▶ _Task_
Arrange the records below as a Markdown table with the columns Row and Line, leaving out blank lines. Start at the first line of the records and go through the line that contains "289,420,320,438".

▶ _Dataset extracts labeled with boxes_
>> BEGIN

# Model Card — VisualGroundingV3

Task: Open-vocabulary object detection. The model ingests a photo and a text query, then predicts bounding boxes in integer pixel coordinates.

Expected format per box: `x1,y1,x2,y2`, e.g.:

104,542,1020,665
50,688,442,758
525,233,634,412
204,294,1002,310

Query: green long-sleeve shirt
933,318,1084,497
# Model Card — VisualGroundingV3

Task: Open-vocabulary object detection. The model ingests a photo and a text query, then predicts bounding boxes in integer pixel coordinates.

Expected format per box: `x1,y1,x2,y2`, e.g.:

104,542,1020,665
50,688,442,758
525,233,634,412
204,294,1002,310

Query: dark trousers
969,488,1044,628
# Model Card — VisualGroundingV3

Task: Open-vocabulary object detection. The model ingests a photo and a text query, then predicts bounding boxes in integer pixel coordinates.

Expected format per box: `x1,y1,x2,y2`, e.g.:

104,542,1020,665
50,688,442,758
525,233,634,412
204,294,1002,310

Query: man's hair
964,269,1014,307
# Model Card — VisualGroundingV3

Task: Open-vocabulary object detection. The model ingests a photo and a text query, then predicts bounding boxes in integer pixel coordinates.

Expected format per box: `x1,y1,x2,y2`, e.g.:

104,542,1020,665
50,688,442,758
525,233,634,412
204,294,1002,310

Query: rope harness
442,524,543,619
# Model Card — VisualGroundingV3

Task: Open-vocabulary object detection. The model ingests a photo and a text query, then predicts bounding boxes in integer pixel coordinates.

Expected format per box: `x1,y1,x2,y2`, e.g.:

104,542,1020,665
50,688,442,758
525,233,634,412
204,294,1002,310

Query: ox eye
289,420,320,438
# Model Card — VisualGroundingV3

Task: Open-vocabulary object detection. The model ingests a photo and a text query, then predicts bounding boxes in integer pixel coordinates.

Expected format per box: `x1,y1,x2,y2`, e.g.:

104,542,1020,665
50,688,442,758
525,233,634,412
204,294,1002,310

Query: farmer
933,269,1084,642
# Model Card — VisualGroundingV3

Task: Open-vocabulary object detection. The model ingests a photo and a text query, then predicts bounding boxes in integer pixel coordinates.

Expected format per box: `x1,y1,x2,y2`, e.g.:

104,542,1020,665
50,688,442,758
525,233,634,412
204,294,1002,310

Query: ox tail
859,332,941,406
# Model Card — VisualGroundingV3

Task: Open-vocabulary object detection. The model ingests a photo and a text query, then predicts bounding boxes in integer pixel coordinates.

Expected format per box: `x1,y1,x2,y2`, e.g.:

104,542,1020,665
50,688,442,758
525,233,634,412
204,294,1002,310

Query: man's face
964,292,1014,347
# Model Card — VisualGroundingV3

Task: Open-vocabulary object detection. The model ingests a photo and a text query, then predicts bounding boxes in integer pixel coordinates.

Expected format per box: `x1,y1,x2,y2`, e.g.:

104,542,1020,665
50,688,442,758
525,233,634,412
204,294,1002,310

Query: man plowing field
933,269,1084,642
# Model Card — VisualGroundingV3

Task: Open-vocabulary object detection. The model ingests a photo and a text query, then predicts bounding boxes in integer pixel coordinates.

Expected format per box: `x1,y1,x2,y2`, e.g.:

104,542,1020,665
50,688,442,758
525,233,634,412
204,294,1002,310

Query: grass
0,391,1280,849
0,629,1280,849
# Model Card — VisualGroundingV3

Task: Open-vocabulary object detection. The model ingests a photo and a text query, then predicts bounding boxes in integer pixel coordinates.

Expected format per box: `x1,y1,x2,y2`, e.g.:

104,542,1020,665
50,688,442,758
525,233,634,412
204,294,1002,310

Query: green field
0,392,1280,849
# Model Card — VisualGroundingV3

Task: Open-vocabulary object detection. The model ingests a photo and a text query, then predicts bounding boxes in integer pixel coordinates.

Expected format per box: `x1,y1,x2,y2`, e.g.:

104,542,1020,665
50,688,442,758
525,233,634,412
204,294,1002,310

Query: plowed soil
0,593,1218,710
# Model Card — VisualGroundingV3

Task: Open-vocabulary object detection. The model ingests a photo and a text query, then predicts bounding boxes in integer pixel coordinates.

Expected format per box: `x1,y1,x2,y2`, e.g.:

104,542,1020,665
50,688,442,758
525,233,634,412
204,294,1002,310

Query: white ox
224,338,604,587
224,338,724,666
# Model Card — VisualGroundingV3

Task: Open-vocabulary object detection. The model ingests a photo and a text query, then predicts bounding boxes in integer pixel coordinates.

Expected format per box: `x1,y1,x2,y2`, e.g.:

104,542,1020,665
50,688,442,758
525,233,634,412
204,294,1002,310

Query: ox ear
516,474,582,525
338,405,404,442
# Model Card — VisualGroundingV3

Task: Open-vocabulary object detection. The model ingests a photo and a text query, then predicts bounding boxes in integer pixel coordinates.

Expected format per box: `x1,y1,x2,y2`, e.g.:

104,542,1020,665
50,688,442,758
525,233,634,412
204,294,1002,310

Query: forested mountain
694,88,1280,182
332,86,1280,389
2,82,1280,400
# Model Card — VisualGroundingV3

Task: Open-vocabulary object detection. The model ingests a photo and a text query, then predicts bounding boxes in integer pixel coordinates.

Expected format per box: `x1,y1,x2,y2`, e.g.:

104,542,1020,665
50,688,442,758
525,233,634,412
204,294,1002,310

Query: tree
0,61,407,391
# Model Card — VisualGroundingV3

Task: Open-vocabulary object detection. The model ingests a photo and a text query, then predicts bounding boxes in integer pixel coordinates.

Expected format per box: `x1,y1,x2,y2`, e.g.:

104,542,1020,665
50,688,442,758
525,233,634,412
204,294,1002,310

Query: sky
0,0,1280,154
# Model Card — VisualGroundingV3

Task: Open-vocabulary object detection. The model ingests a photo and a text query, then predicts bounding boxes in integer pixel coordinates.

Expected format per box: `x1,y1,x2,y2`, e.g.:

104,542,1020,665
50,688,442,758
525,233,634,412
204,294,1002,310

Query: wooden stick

>> END

▶ _Answer to this problem_
| Row | Line |
|---|---|
| 1 | # Model Card — VisualGroundingV3 |
| 2 | Task: Open-vocabulary object detection. The model ingests a photo and a text query, then predicts bounding boxes in integer pixel coordinates. |
| 3 | Expected format per box: `x1,y1,x2,y2`, e.g.: |
| 4 | 104,542,1020,665 |
| 5 | 50,688,442,758 |
| 6 | 525,233,634,412 |
| 7 | 204,294,1002,310 |
| 8 | Query: green long-sleeve shirt |
| 9 | 933,318,1084,497 |
| 10 | # Model Card — VisualGroundingV3 |
| 11 | Task: Open-vocabulary object detection. The model ingests a photo and a text query, then predicts bounding boxes in integer pixel coordinates. |
| 12 | Expected format per box: `x1,y1,x2,y2`, e.g.: |
| 13 | 104,542,1020,665 |
| 14 | 50,688,442,758 |
| 15 | 525,233,634,412 |
| 16 | 204,294,1002,310 |
| 17 | Query: dark trousers |
| 18 | 969,488,1044,628 |
| 19 | # Model Card — VisualGroundingV3 |
| 20 | Task: Open-vocabulary object detection. The model ingests a photo and a text query, then predicts bounding boxes in integer pixel coordinates. |
| 21 | Expected format per box: `x1,y1,x2,y2`, e.g.: |
| 22 | 104,542,1020,665 |
| 23 | 50,688,442,758 |
| 24 | 525,233,634,412 |
| 25 | 204,294,1002,310 |
| 26 | Query: man's hair |
| 27 | 964,269,1014,307 |
| 28 | # Model Card — VisualGroundingV3 |
| 29 | Task: Open-vocabulary object detection. The model ingests a photo and a text query, then predicts bounding boxes in integer pixel coordinates. |
| 30 | Expected format per box: `x1,y1,x2,y2`, e.g.: |
| 31 | 104,542,1020,665 |
| 32 | 50,688,442,758 |
| 33 | 525,233,634,412 |
| 34 | 204,294,1002,310 |
| 35 | Query: rope harness |
| 36 | 442,524,543,619 |
| 37 | # Model Card — VisualGroundingV3 |
| 38 | Task: Open-vocabulary object detection. The model ingests a photo and a text query, then predicts bounding boxes in integer pixel coordinates. |
| 39 | Expected format per box: `x1,y1,x2,y2`, e.g.: |
| 40 | 104,542,1020,665 |
| 41 | 50,688,442,758 |
| 42 | 525,233,634,412 |
| 43 | 204,294,1002,310 |
| 44 | Query: ox eye |
| 45 | 289,420,320,438 |